### [Task description]
Each line from the one that has "Need: a point on every instance of the young" through the end of the entries below must be written out exactly; leave out all other lines.

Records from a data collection
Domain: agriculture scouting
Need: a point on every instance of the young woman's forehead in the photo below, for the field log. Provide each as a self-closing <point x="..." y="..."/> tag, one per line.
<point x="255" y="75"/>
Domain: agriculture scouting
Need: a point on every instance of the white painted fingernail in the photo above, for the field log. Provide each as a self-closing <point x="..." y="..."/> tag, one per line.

### [Task output]
Need: a point on every instance of the young woman's forehead in the photo below, for the field log. Provide each as a self-closing <point x="..." y="..."/> tag, one per line.
<point x="255" y="75"/>
Domain: agriculture scouting
Need: a point on every instance of the white painted fingernail in the photo above, for the field log. Provide each as a self-closing <point x="..." y="..."/> tag, one per line.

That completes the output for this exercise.